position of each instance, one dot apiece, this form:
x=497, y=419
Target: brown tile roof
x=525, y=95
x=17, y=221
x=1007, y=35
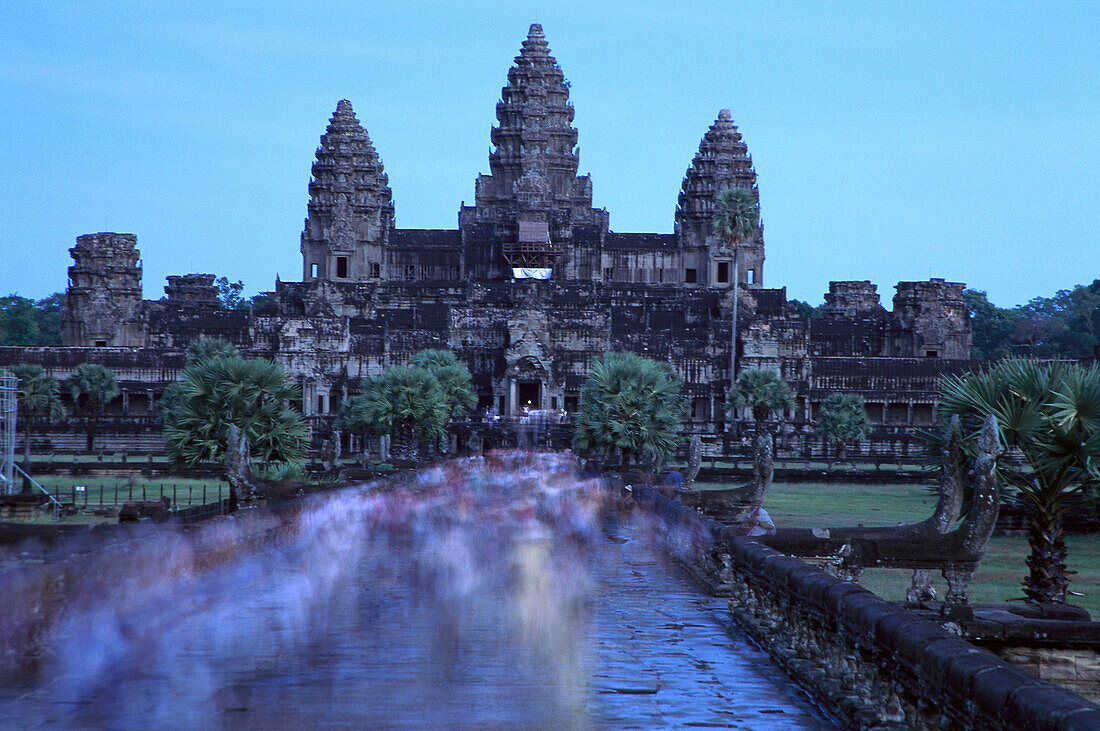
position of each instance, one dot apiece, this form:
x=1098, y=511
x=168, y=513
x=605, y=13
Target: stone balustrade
x=869, y=662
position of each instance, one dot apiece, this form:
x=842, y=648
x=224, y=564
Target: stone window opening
x=700, y=408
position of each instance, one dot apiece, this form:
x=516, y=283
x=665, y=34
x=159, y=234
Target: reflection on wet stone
x=486, y=593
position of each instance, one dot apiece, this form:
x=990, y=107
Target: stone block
x=1042, y=706
x=992, y=687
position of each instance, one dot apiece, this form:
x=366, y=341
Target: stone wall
x=871, y=663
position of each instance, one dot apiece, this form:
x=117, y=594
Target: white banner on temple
x=530, y=273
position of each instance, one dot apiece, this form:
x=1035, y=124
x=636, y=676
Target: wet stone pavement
x=491, y=596
x=666, y=654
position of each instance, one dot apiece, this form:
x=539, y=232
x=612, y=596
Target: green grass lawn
x=116, y=490
x=810, y=505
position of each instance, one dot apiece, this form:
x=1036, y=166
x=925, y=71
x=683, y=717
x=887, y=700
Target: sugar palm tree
x=97, y=386
x=39, y=396
x=763, y=391
x=629, y=403
x=736, y=219
x=1048, y=414
x=843, y=419
x=251, y=394
x=407, y=403
x=453, y=377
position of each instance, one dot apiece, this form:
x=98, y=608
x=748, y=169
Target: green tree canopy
x=252, y=394
x=18, y=323
x=230, y=294
x=95, y=386
x=629, y=403
x=453, y=377
x=28, y=322
x=1048, y=413
x=736, y=214
x=763, y=391
x=843, y=419
x=406, y=402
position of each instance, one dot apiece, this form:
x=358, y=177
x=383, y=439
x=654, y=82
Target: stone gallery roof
x=348, y=177
x=425, y=239
x=723, y=161
x=640, y=241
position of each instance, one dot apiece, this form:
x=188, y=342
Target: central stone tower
x=532, y=210
x=351, y=209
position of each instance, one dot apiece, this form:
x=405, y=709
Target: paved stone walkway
x=667, y=656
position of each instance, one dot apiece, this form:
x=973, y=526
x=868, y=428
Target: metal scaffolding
x=9, y=388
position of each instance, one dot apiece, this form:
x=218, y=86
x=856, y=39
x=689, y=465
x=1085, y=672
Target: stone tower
x=529, y=209
x=351, y=209
x=102, y=303
x=723, y=161
x=933, y=320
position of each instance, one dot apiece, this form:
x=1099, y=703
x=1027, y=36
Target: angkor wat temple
x=527, y=290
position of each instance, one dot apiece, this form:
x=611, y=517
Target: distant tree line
x=1065, y=325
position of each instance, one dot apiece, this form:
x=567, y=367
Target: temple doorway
x=529, y=394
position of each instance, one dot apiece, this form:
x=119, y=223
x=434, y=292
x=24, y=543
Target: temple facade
x=531, y=285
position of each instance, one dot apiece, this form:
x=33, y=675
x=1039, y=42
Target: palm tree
x=843, y=419
x=252, y=394
x=763, y=391
x=629, y=403
x=39, y=396
x=736, y=219
x=453, y=377
x=99, y=387
x=204, y=349
x=407, y=403
x=1048, y=414
x=210, y=347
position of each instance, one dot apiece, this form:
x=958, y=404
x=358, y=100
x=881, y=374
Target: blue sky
x=892, y=141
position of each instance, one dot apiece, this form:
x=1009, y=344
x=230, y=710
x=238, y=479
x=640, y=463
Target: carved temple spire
x=350, y=201
x=723, y=162
x=535, y=135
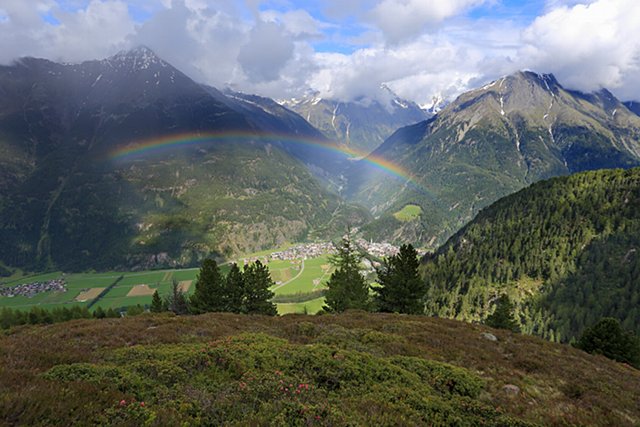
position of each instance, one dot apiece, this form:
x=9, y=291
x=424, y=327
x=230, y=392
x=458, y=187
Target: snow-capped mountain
x=362, y=124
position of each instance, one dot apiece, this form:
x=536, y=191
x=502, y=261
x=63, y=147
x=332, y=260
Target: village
x=30, y=290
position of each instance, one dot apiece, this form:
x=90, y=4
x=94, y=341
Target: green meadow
x=291, y=277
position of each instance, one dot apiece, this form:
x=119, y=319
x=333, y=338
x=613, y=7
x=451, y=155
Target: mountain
x=488, y=143
x=362, y=124
x=633, y=106
x=566, y=250
x=350, y=369
x=127, y=162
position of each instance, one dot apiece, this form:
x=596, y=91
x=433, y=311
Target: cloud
x=402, y=19
x=587, y=46
x=99, y=29
x=266, y=53
x=344, y=49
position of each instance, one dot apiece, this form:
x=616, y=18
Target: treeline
x=564, y=250
x=240, y=291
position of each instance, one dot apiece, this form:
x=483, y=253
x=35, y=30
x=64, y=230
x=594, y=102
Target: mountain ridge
x=490, y=142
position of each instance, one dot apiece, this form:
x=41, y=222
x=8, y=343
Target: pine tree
x=234, y=290
x=401, y=288
x=257, y=298
x=502, y=317
x=347, y=288
x=607, y=337
x=209, y=289
x=99, y=313
x=176, y=300
x=156, y=303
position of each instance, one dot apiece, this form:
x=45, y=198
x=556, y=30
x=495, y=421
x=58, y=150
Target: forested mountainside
x=489, y=143
x=127, y=162
x=566, y=250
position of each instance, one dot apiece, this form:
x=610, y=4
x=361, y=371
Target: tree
x=209, y=289
x=135, y=310
x=156, y=303
x=234, y=290
x=502, y=317
x=347, y=288
x=401, y=288
x=257, y=296
x=608, y=338
x=99, y=313
x=176, y=300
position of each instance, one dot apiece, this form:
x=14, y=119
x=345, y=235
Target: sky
x=344, y=49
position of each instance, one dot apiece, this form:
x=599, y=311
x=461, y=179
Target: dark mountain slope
x=67, y=202
x=564, y=249
x=489, y=143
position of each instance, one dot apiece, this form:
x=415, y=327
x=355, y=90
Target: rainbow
x=151, y=145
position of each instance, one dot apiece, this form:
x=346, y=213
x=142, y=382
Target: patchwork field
x=291, y=277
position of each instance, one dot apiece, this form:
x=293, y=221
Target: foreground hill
x=356, y=369
x=489, y=143
x=565, y=249
x=126, y=162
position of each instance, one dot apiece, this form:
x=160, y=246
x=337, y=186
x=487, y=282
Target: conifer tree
x=401, y=288
x=502, y=317
x=176, y=300
x=607, y=337
x=257, y=298
x=209, y=289
x=156, y=303
x=234, y=290
x=347, y=288
x=99, y=313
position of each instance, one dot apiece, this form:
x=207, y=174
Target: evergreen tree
x=607, y=337
x=99, y=313
x=257, y=298
x=135, y=310
x=234, y=290
x=209, y=289
x=502, y=317
x=401, y=288
x=347, y=288
x=156, y=303
x=176, y=300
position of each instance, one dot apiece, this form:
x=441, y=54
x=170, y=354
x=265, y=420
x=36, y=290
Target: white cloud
x=400, y=20
x=419, y=48
x=266, y=53
x=587, y=46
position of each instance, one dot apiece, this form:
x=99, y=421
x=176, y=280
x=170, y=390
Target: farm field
x=313, y=306
x=291, y=277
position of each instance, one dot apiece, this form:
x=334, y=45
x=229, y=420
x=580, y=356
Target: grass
x=408, y=213
x=361, y=369
x=314, y=276
x=313, y=306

:::::

What you should do:
All of the data above should be quoted exactly, except for the pictures.

Response for this exercise:
position of each instance, one dot apiece, this form:
x=497, y=419
Target: brown tile roof
x=525, y=95
x=17, y=221
x=1007, y=35
position of each instance, one dot apiece, this form:
x=1098, y=511
x=168, y=513
x=605, y=13
Target: stone balustrade
x=869, y=662
position of each instance, one dot apiece, this form:
x=842, y=648
x=224, y=564
Target: stone window opening
x=700, y=408
position of each instance, one dot apiece, this form:
x=516, y=283
x=665, y=34
x=159, y=234
Target: reflection on wet stone
x=486, y=593
position of each instance, one dot apiece, this form:
x=990, y=107
Target: stone block
x=1042, y=706
x=992, y=687
position of each instance, one dot apiece, this form:
x=366, y=341
Target: stone wall
x=871, y=663
position of each instance, one dot apiece, this form:
x=117, y=594
Target: white banner on temple
x=530, y=273
position of each instance, one dot apiece, this form:
x=1035, y=124
x=636, y=676
Target: wet stone pavement
x=491, y=596
x=666, y=654
position of each instance, one dot apiece, this form:
x=539, y=232
x=612, y=596
Target: green grass lawn
x=116, y=490
x=810, y=505
position of each instance, one dot apiece, this form:
x=1036, y=166
x=925, y=71
x=683, y=717
x=887, y=700
Target: sugar palm tree
x=97, y=386
x=39, y=396
x=763, y=391
x=629, y=403
x=736, y=219
x=1048, y=414
x=843, y=419
x=251, y=394
x=407, y=403
x=453, y=377
position of each instance, one dot apiece, this form:
x=98, y=608
x=748, y=169
Target: green tree canopy
x=252, y=394
x=18, y=323
x=230, y=294
x=95, y=386
x=629, y=403
x=453, y=377
x=28, y=322
x=1048, y=413
x=736, y=214
x=763, y=391
x=843, y=419
x=406, y=402
position of each instance, one dot apiece, this form:
x=358, y=177
x=383, y=439
x=654, y=82
Target: stone gallery roof
x=348, y=177
x=425, y=239
x=723, y=161
x=640, y=241
position of each instance, one dot apiece, this form:
x=188, y=342
Target: central stone tower
x=532, y=210
x=351, y=209
position of each instance, one dot apiece, this form:
x=405, y=709
Target: paved stone walkway
x=667, y=656
position of each instance, one dot apiece, this form:
x=973, y=526
x=868, y=428
Target: metal scaffolding
x=9, y=388
position of each instance, one dot apiece, this form:
x=218, y=86
x=856, y=39
x=689, y=465
x=1085, y=672
Target: stone tower
x=529, y=209
x=351, y=209
x=102, y=303
x=723, y=161
x=933, y=320
position of each instance, one dot apiece, this form:
x=1099, y=703
x=1027, y=36
Target: angkor wat temple
x=527, y=290
position of each instance, one dot apiece, this form:
x=611, y=517
Target: distant tree line
x=1065, y=325
position of each instance, one dot apiece, this form:
x=567, y=367
Target: temple doorway
x=529, y=394
position of each instance, one dot apiece, this form:
x=119, y=223
x=434, y=292
x=24, y=543
Target: temple facade
x=531, y=285
position of each instance, one dot apiece, this form:
x=33, y=675
x=1039, y=42
Target: palm tree
x=843, y=419
x=252, y=394
x=763, y=391
x=629, y=403
x=39, y=396
x=736, y=219
x=453, y=377
x=99, y=387
x=204, y=349
x=407, y=403
x=1048, y=414
x=210, y=347
position of each instance, one dot apiece, this form:
x=958, y=404
x=358, y=100
x=881, y=374
Target: blue sky
x=892, y=141
position of each instance, one dot apiece, this form:
x=1009, y=344
x=230, y=710
x=238, y=479
x=640, y=463
Target: carved temple spire
x=350, y=201
x=723, y=162
x=535, y=135
position of each instance, one dot apiece, this form:
x=9, y=291
x=424, y=327
x=230, y=392
x=458, y=187
Target: snow-capped mountain
x=362, y=124
position of each instance, one dot apiece, this form:
x=536, y=191
x=502, y=261
x=63, y=147
x=332, y=260
Target: village
x=30, y=290
position of each instance, one dot apiece, this form:
x=90, y=4
x=94, y=341
Target: green meadow
x=291, y=277
position of each instance, one dot apiece, this form:
x=119, y=319
x=333, y=338
x=613, y=7
x=451, y=155
Target: mountain
x=488, y=143
x=362, y=124
x=633, y=106
x=566, y=250
x=350, y=369
x=127, y=162
position of each instance, one dot apiece, this form:
x=596, y=91
x=433, y=311
Target: cloud
x=402, y=19
x=587, y=46
x=99, y=29
x=266, y=53
x=344, y=49
position of each instance, one dot apiece, this form:
x=616, y=18
Target: treeline
x=564, y=250
x=240, y=291
position of each instance, one dot apiece, this form:
x=483, y=253
x=35, y=30
x=64, y=230
x=594, y=102
Target: mountain ridge
x=490, y=142
position of each instance, one dot apiece, this form:
x=41, y=222
x=8, y=343
Target: pine tree
x=234, y=290
x=401, y=288
x=257, y=298
x=502, y=317
x=347, y=288
x=607, y=337
x=209, y=289
x=99, y=313
x=176, y=300
x=156, y=303
position of each instance, one dot apiece, this form:
x=45, y=198
x=556, y=30
x=495, y=421
x=58, y=150
Target: forested mountainside
x=489, y=143
x=127, y=162
x=566, y=250
position of each instance, one dot apiece, this form:
x=610, y=4
x=361, y=371
Target: tree
x=209, y=289
x=135, y=310
x=156, y=303
x=234, y=290
x=502, y=317
x=347, y=288
x=401, y=288
x=257, y=296
x=608, y=338
x=99, y=313
x=176, y=300
position of each instance, one dot apiece, this form:
x=14, y=119
x=345, y=235
Target: sky
x=344, y=49
position of each instance, one dot apiece, this form:
x=599, y=311
x=461, y=179
Target: dark mountain slope
x=67, y=202
x=564, y=249
x=489, y=143
position of each instance, one dot apiece, this form:
x=415, y=327
x=355, y=90
Target: rainbow
x=151, y=145
position of each instance, one dot apiece, this form:
x=346, y=213
x=142, y=382
Target: patchwork field
x=291, y=277
position of each instance, one dot apiece, this form:
x=293, y=221
Target: foreground hill
x=356, y=369
x=489, y=143
x=565, y=249
x=126, y=162
position of each instance, one dot apiece, this form:
x=160, y=246
x=337, y=186
x=487, y=282
Target: conifer tree
x=401, y=288
x=502, y=317
x=176, y=300
x=607, y=337
x=257, y=298
x=209, y=289
x=156, y=303
x=234, y=290
x=347, y=288
x=99, y=313
position of each instance, one dot apiece, this form:
x=207, y=174
Target: evergreen tree
x=607, y=337
x=99, y=313
x=257, y=298
x=135, y=310
x=234, y=290
x=209, y=289
x=502, y=317
x=401, y=288
x=347, y=288
x=156, y=303
x=176, y=300
position of each instance, one dot apiece, this form:
x=441, y=54
x=170, y=354
x=265, y=420
x=36, y=290
Target: white cloud
x=400, y=20
x=419, y=48
x=266, y=53
x=587, y=46
position of each instance, one dot apiece, this form:
x=99, y=421
x=176, y=280
x=170, y=390
Target: farm field
x=313, y=306
x=291, y=277
position of each instance, one dot apiece, this form:
x=334, y=45
x=229, y=420
x=580, y=356
Target: grass
x=408, y=213
x=361, y=369
x=314, y=276
x=313, y=306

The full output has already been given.